• **Exercise brief**: Find how many lines of the following entries contain "button". Reply with the number alone.

• **Photo-based referring expression data**:
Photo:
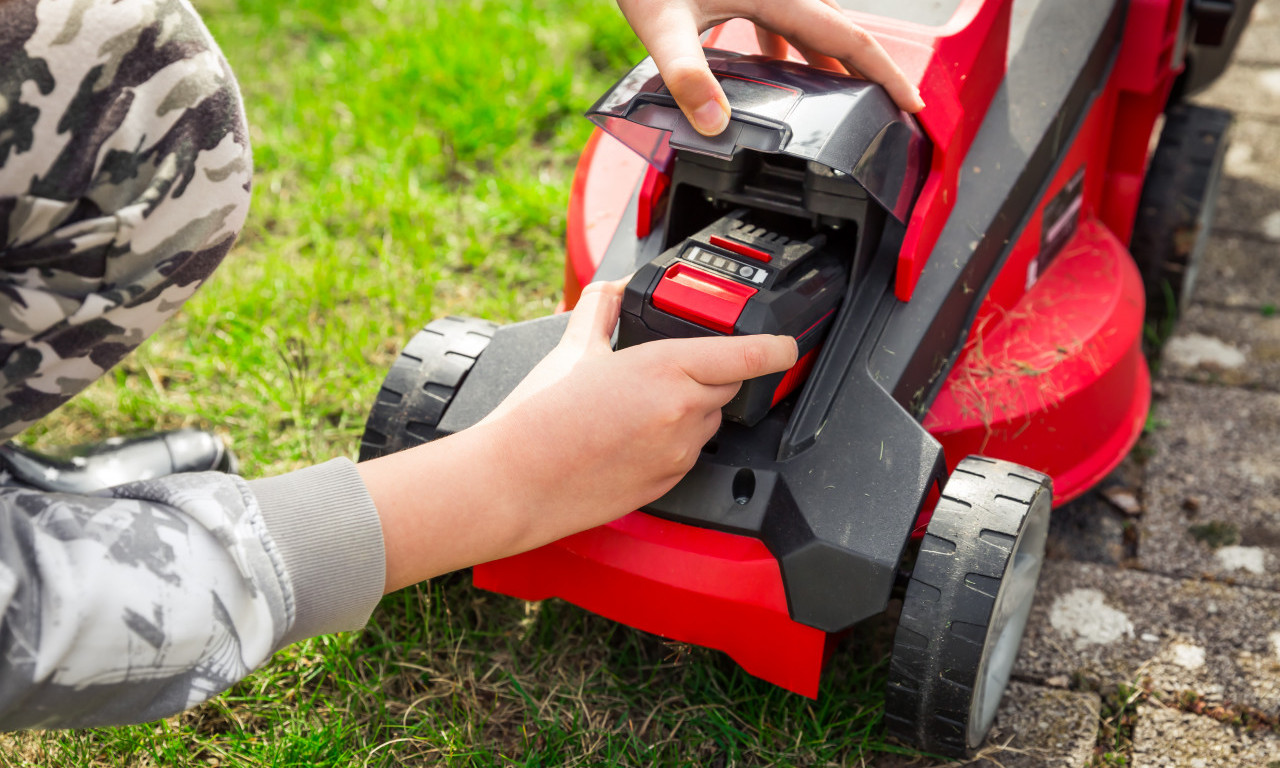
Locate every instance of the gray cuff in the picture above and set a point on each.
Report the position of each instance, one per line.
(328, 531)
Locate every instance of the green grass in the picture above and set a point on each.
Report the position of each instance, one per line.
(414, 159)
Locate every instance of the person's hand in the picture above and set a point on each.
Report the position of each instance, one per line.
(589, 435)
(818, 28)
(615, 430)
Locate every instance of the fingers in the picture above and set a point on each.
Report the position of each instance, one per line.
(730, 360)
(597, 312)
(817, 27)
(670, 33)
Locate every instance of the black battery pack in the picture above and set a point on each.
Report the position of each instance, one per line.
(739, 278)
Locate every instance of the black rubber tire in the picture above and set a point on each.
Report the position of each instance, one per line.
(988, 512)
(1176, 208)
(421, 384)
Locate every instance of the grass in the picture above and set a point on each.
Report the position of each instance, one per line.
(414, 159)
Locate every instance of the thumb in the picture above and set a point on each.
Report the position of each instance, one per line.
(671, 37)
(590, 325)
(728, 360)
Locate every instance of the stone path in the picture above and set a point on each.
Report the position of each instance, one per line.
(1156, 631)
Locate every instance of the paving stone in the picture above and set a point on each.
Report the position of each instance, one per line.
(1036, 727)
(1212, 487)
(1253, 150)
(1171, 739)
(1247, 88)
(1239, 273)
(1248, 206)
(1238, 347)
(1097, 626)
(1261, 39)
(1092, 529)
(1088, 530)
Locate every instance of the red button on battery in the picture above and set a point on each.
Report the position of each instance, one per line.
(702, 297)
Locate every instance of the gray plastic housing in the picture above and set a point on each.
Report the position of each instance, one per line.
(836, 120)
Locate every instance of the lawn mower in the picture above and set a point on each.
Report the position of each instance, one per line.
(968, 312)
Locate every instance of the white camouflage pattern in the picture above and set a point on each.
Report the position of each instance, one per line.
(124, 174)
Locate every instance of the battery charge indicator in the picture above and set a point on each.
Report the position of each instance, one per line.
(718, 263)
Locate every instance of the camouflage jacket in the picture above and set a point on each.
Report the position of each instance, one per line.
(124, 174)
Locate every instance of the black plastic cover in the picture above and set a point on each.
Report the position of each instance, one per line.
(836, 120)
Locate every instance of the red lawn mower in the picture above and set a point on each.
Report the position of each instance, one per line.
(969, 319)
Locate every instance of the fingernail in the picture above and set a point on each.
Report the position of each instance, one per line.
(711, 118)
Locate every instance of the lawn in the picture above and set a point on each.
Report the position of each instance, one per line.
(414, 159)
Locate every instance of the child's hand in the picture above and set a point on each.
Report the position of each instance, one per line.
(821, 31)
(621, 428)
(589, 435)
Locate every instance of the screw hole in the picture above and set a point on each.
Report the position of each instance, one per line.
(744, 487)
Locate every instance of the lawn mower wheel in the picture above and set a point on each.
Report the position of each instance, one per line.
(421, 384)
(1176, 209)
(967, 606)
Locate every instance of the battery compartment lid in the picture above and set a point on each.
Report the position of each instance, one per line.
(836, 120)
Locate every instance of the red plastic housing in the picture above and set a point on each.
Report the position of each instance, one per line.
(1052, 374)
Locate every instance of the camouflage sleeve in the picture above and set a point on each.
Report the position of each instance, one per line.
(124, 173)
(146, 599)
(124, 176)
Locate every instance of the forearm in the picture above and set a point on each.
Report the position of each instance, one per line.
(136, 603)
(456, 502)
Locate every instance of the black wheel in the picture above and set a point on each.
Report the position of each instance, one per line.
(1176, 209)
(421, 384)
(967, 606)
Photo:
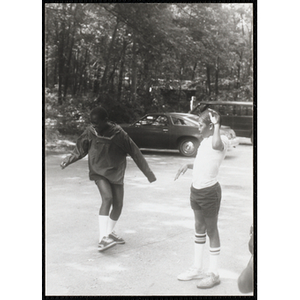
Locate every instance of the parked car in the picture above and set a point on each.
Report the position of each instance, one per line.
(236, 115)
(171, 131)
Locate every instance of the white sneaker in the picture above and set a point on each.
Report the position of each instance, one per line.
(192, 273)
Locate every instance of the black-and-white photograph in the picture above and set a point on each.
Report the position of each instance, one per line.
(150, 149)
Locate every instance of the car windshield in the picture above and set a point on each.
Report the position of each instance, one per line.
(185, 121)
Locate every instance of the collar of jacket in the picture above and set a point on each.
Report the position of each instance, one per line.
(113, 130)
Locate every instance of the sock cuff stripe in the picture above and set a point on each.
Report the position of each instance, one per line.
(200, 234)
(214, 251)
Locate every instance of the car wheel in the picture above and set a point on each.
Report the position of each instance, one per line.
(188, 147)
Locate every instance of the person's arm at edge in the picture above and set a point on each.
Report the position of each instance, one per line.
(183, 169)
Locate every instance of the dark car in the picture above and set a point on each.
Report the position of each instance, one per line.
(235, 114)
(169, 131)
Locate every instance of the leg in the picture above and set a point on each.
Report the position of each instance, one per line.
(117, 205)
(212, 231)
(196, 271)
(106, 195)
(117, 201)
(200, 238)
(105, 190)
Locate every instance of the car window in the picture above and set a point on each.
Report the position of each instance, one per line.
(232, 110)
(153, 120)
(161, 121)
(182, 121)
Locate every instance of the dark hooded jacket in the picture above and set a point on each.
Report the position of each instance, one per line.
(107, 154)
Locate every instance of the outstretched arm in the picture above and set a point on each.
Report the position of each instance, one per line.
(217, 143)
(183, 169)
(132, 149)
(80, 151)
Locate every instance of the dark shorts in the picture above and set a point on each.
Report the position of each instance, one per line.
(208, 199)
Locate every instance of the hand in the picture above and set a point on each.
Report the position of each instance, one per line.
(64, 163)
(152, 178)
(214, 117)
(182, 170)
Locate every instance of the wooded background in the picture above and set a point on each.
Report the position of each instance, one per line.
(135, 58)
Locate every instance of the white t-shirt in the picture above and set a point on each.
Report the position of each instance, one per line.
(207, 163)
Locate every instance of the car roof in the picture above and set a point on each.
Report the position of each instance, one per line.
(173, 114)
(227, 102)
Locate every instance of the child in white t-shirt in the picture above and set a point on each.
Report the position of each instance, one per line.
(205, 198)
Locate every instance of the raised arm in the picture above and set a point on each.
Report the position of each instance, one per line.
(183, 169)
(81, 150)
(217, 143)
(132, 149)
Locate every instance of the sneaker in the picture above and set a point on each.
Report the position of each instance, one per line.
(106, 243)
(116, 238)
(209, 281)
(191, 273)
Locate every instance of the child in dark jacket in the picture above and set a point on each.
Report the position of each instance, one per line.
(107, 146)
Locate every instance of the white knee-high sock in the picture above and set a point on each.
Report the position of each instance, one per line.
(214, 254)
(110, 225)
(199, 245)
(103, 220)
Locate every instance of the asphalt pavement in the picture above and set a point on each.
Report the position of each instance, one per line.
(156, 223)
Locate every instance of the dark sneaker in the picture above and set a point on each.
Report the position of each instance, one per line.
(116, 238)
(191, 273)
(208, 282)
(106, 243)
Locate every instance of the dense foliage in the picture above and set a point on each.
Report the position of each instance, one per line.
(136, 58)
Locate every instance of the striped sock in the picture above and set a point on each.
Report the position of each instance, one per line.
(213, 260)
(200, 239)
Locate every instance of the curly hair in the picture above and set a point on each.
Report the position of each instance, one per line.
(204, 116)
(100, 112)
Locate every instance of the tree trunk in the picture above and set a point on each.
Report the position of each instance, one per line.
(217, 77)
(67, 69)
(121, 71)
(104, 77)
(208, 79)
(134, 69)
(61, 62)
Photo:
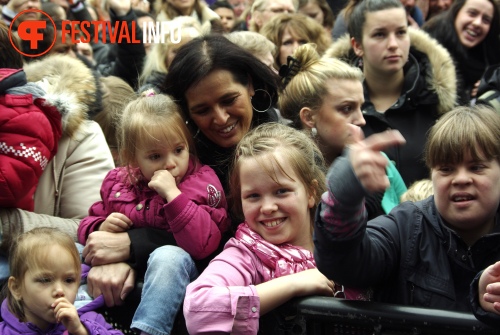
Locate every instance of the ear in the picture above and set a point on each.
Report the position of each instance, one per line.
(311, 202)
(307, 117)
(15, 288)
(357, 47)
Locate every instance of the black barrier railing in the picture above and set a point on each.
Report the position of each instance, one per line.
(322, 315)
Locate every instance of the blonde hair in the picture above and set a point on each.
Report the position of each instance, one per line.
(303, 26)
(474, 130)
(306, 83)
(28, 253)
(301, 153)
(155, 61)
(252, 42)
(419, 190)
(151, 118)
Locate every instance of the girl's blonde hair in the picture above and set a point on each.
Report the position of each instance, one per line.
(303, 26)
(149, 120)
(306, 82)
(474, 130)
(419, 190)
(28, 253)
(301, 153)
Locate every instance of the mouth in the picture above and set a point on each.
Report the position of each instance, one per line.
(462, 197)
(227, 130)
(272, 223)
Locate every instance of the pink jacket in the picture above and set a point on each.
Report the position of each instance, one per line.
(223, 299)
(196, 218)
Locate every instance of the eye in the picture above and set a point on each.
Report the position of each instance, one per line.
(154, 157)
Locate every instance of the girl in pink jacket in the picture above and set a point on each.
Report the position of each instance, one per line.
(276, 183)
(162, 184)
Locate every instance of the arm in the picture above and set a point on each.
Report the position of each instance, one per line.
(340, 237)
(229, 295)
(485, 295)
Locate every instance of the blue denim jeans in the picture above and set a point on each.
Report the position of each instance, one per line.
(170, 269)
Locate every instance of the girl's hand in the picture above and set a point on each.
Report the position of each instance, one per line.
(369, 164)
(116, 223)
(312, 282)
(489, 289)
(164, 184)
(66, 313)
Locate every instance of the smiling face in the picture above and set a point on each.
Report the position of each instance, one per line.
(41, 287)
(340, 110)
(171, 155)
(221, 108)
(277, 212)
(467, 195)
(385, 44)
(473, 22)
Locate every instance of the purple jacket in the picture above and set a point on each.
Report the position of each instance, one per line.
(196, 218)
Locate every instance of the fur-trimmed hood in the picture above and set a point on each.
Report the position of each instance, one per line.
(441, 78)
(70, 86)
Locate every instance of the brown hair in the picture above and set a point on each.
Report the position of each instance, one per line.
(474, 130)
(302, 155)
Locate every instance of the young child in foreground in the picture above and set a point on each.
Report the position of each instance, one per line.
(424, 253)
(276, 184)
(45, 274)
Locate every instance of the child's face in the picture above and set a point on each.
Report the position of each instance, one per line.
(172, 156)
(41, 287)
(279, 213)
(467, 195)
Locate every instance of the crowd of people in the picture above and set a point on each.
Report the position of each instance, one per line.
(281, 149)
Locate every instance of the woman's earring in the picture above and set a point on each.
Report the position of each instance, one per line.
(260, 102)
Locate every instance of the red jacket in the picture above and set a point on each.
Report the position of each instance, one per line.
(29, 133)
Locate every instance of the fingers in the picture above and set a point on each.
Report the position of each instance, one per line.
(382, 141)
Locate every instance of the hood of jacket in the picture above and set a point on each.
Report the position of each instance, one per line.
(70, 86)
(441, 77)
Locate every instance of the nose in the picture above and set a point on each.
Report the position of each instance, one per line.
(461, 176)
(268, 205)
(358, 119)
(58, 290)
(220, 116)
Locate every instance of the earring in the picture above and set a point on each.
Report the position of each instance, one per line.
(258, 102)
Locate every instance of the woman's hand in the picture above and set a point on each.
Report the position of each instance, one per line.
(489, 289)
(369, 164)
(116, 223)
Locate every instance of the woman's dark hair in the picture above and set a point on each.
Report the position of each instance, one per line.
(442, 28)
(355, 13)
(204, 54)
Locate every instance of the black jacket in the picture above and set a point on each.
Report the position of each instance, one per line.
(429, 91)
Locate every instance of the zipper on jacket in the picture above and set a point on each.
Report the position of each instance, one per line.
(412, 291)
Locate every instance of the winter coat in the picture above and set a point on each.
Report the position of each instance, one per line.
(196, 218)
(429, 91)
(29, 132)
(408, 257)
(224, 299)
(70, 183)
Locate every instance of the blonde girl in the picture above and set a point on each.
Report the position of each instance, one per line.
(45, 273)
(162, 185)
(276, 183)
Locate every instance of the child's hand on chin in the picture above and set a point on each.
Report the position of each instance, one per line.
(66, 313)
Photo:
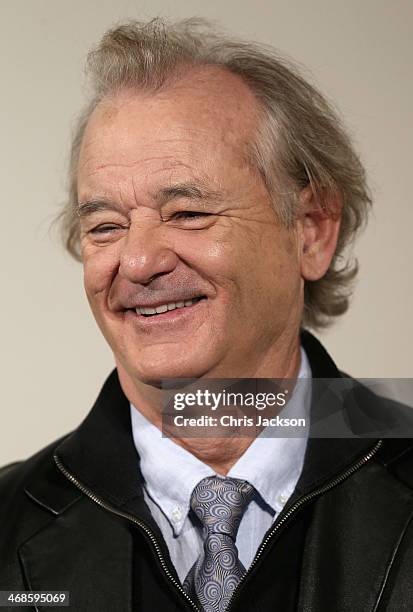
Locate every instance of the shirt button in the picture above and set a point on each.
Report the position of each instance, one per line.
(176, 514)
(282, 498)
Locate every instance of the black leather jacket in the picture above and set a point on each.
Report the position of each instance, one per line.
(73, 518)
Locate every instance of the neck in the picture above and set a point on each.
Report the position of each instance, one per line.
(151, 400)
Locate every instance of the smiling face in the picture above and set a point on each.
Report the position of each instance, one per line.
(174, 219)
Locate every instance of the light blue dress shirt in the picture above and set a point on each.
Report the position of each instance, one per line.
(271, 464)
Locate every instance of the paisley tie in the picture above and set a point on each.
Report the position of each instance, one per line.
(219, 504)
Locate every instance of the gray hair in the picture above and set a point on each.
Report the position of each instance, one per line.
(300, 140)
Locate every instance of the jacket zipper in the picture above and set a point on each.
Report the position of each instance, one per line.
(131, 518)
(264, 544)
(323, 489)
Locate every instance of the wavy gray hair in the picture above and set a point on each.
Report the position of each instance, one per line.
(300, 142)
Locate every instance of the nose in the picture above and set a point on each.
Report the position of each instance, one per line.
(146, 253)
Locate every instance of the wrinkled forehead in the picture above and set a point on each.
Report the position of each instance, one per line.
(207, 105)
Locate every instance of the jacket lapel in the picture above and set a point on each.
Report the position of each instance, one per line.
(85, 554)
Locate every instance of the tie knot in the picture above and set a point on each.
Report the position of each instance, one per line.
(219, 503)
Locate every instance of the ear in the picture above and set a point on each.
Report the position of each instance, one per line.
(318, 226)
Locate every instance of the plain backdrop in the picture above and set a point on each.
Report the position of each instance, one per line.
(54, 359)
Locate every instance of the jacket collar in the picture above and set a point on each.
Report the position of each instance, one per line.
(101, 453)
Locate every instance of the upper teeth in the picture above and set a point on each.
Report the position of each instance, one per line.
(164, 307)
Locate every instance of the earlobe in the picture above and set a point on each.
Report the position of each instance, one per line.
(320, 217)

• **Answer space**: 2